> **Set exercise**
Rewrite the lines below, requests included, starting with the first one and going on through the line with "[(246, 388), (502, 343), (274, 465)]". Shift every coordinate in the answers up by adding 135 to it.
## BEGIN Exercise material
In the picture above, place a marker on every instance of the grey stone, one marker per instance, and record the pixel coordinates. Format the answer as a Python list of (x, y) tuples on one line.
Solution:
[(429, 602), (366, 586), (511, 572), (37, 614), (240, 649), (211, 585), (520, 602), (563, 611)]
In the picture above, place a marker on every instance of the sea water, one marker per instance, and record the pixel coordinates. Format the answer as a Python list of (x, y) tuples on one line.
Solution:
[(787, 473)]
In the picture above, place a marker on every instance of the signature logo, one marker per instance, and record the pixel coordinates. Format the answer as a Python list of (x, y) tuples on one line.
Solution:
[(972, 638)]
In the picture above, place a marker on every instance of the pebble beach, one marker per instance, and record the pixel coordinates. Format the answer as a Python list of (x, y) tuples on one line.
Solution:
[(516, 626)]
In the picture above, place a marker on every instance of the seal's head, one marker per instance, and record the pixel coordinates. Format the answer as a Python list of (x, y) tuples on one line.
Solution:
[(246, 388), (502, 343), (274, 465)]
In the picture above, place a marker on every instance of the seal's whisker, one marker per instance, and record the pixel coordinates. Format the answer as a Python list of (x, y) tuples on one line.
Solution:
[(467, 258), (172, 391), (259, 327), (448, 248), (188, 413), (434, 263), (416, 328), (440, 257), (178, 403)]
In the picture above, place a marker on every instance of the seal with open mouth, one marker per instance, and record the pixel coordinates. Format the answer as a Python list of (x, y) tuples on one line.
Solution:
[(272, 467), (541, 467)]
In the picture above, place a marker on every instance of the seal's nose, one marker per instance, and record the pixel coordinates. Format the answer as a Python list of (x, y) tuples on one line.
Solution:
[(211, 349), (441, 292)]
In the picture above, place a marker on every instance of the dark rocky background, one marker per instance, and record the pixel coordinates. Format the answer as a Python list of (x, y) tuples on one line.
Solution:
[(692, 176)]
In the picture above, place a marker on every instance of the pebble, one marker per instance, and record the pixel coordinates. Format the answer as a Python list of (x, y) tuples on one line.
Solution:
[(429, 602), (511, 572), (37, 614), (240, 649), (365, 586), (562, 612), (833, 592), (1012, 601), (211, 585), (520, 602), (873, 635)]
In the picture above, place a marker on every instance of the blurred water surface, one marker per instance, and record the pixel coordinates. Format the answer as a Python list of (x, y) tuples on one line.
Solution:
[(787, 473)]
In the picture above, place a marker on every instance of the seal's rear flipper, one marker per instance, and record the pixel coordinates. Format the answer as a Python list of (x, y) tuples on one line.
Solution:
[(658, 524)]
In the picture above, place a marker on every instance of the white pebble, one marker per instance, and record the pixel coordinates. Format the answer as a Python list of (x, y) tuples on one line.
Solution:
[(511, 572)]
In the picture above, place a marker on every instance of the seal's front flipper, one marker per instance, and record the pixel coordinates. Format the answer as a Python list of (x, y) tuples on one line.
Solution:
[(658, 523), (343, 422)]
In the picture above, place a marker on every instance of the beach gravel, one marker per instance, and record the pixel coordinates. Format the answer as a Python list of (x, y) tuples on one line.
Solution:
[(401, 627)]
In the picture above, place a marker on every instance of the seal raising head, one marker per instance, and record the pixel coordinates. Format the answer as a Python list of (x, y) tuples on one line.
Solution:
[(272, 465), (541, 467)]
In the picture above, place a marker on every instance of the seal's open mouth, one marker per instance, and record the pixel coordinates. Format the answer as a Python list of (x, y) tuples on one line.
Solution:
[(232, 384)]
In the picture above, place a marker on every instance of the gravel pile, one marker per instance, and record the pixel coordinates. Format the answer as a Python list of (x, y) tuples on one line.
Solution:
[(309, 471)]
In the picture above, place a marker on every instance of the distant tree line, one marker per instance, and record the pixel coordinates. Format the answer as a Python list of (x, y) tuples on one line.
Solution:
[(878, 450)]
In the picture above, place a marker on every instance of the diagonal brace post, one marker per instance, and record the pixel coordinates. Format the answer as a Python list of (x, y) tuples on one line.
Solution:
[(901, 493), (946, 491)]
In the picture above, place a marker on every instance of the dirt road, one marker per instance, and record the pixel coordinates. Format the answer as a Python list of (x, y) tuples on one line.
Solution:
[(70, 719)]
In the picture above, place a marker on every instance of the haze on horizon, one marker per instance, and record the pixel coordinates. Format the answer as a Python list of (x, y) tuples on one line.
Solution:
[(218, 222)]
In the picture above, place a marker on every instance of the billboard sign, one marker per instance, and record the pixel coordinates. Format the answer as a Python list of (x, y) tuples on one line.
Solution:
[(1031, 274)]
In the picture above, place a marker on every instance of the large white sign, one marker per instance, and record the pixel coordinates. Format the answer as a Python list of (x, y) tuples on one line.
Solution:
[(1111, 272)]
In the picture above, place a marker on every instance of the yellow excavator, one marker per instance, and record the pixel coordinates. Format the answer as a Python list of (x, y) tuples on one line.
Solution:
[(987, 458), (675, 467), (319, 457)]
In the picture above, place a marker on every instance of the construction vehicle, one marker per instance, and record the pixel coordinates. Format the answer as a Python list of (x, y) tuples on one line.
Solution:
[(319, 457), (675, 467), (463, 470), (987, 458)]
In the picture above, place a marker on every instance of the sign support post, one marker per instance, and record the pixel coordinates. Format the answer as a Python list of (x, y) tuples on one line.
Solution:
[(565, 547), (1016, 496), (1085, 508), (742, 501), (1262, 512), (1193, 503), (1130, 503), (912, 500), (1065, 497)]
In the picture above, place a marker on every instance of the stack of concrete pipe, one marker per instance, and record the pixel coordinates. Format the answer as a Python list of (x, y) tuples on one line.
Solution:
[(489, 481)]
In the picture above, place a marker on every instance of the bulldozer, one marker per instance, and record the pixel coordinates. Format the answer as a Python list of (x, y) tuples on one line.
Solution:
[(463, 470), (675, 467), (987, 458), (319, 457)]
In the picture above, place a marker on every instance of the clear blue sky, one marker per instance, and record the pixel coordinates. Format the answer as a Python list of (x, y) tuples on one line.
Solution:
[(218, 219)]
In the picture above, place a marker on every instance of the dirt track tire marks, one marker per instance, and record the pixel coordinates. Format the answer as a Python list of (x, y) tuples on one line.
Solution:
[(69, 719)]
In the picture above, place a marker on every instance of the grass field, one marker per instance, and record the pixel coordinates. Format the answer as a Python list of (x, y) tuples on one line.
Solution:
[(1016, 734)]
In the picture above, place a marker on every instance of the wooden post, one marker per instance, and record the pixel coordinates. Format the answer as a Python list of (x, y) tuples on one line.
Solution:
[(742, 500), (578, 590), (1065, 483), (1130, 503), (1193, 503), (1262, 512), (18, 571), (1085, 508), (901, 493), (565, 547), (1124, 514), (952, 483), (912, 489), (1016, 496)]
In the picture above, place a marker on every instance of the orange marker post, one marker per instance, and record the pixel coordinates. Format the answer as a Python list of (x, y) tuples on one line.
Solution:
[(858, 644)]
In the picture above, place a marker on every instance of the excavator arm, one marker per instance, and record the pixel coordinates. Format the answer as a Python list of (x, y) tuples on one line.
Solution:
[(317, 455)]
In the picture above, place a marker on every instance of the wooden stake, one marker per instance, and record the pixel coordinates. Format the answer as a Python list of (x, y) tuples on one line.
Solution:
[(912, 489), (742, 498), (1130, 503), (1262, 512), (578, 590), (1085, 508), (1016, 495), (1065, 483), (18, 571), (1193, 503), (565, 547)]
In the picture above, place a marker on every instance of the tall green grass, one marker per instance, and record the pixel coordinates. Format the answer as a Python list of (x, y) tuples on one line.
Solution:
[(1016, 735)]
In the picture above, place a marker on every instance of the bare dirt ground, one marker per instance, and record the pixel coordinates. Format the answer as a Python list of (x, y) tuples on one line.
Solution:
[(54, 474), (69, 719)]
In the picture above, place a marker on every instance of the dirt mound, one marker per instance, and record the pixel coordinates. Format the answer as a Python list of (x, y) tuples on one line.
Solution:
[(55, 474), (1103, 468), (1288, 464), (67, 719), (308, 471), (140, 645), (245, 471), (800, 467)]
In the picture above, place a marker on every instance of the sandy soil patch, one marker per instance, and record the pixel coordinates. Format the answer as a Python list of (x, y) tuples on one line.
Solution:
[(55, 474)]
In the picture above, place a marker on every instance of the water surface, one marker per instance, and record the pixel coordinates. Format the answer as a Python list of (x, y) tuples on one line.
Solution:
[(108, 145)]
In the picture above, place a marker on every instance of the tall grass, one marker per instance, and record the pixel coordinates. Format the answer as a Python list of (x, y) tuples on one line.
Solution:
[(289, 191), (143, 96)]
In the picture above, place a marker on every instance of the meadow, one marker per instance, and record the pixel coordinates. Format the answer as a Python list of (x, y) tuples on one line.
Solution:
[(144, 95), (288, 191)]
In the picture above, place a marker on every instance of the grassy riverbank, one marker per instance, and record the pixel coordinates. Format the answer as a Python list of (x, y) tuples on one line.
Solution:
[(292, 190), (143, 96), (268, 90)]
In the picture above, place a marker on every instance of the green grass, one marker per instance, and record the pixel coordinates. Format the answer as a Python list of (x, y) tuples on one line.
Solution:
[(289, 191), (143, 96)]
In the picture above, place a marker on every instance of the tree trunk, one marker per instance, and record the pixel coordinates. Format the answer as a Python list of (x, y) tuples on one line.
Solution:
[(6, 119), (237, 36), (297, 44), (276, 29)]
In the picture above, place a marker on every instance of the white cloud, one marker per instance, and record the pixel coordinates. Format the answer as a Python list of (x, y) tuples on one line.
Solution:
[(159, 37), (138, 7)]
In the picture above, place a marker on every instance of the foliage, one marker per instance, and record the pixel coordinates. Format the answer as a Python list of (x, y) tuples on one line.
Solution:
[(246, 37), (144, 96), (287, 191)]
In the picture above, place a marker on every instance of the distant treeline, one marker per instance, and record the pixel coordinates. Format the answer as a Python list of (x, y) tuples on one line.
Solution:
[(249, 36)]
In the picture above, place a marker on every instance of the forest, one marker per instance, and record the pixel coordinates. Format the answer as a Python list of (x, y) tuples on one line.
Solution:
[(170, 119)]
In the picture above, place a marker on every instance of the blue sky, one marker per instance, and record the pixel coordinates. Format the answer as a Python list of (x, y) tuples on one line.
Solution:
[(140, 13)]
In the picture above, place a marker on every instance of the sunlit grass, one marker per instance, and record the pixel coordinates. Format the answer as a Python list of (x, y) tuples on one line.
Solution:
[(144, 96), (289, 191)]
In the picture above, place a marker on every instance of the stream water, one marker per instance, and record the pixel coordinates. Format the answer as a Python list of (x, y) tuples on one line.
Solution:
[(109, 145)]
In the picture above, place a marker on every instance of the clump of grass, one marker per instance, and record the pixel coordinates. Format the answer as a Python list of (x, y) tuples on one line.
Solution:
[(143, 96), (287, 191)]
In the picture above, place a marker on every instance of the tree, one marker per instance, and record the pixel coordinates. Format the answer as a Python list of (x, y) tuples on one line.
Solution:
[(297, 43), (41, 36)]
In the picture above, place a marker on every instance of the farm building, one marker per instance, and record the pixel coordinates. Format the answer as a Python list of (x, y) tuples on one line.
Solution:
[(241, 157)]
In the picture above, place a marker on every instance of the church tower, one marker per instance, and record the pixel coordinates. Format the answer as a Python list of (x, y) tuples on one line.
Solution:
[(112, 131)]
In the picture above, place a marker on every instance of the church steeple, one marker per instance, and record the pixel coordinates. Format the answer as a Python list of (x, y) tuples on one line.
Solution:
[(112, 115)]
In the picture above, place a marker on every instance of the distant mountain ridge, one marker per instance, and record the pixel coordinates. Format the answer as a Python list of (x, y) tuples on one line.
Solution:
## END Exercise material
> **Output for this task**
In the picture above, place a marker on every instance of the grey stone, one marker per instance, and record the pixel coordinates. Format the answer as a Python list of (x, y) tuples on one line.
Solution:
[(564, 737), (501, 721), (646, 707), (172, 749), (375, 784), (346, 720), (655, 737), (698, 746)]
In the picture above, place a marker on every instance of the sea water, one marker per instance, and record the pixel coordinates. Format the answer as a Python list of (x, y) tuples on one line.
Solution:
[(922, 608)]
In the picture above, place a marker on every instance of the signature logo, one marker per instance, and record the pixel coordinates. Format the answer as a Python list of (x, y) tuples on one line.
Solution:
[(1107, 773)]
In the picture above, place a marker on every instance of the pebble beach, one marker per instance, and record the pixel coordinates. Format the answer as a Python list of (x, y) tuples on one line.
Solution:
[(651, 761)]
In the picture above, place a marker on every instance of the seal's head, one marker per instance, and record the pixel coordinates. Format the answer as a Python list of (x, y) tuples on one line.
Solution:
[(381, 523), (637, 478), (409, 600)]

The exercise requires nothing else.